*Written problem*
Reproduce word for word the lines of the material between the line holding "Check that every instance of the large" and the line holding "column 472, row 121", inclusive.

*Material for the task*

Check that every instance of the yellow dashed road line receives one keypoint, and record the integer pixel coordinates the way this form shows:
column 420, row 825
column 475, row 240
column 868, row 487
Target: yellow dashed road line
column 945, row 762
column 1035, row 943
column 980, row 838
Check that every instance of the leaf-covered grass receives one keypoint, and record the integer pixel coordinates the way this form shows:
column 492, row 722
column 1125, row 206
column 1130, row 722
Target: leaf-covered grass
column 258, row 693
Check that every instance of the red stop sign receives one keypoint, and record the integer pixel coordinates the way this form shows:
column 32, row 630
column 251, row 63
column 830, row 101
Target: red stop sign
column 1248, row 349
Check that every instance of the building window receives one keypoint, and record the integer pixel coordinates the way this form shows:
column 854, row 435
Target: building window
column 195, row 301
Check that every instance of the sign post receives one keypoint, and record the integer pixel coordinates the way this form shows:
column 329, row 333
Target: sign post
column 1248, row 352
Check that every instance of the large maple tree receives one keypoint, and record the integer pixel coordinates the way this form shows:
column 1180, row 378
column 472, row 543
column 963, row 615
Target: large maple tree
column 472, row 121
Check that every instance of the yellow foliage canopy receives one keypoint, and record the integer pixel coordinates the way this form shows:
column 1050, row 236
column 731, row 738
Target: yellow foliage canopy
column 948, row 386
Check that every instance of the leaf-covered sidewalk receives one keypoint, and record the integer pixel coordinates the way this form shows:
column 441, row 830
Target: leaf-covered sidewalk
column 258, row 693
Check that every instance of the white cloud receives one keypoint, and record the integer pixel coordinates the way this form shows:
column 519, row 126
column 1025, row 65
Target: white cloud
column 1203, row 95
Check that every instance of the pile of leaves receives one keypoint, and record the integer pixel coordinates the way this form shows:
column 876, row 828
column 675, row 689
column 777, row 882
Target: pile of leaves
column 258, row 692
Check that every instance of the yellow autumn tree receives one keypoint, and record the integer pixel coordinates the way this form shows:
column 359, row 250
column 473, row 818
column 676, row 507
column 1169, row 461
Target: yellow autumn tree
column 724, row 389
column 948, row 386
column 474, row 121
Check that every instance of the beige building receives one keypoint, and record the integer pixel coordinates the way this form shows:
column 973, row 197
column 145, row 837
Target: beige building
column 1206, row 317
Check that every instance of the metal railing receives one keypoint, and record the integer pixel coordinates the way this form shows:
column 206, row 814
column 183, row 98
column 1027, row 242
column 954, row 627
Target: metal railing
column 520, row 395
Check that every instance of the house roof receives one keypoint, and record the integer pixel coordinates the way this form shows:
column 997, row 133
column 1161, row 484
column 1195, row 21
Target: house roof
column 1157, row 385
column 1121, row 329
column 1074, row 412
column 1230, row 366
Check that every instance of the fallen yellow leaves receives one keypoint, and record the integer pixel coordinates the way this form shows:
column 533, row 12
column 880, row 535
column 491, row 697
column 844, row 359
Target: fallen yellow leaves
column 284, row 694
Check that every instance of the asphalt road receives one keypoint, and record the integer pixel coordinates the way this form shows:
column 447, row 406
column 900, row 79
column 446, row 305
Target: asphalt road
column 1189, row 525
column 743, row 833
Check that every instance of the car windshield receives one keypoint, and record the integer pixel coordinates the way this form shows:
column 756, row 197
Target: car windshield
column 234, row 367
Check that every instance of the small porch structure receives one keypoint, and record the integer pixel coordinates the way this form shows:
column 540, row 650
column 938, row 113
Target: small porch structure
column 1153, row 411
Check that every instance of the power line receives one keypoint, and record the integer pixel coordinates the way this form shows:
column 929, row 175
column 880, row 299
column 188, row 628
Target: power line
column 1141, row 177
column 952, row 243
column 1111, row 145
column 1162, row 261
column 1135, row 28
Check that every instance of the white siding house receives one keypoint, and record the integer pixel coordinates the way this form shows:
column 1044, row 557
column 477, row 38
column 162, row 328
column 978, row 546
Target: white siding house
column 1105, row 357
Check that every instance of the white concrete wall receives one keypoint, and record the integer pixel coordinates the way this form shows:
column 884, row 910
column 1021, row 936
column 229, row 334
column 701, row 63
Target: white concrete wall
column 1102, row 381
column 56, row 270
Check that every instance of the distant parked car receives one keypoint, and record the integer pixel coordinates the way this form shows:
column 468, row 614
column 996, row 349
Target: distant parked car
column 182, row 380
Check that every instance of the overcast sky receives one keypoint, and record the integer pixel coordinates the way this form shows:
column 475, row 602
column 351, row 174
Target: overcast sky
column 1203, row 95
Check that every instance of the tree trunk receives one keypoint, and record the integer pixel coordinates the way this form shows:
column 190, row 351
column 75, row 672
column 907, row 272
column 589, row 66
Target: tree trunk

*Task response*
Check that every instance of the large maple tree receives one keypoint, and record the integer pixel coordinates the way this form shows:
column 1180, row 378
column 472, row 543
column 963, row 615
Target: large maple tree
column 472, row 121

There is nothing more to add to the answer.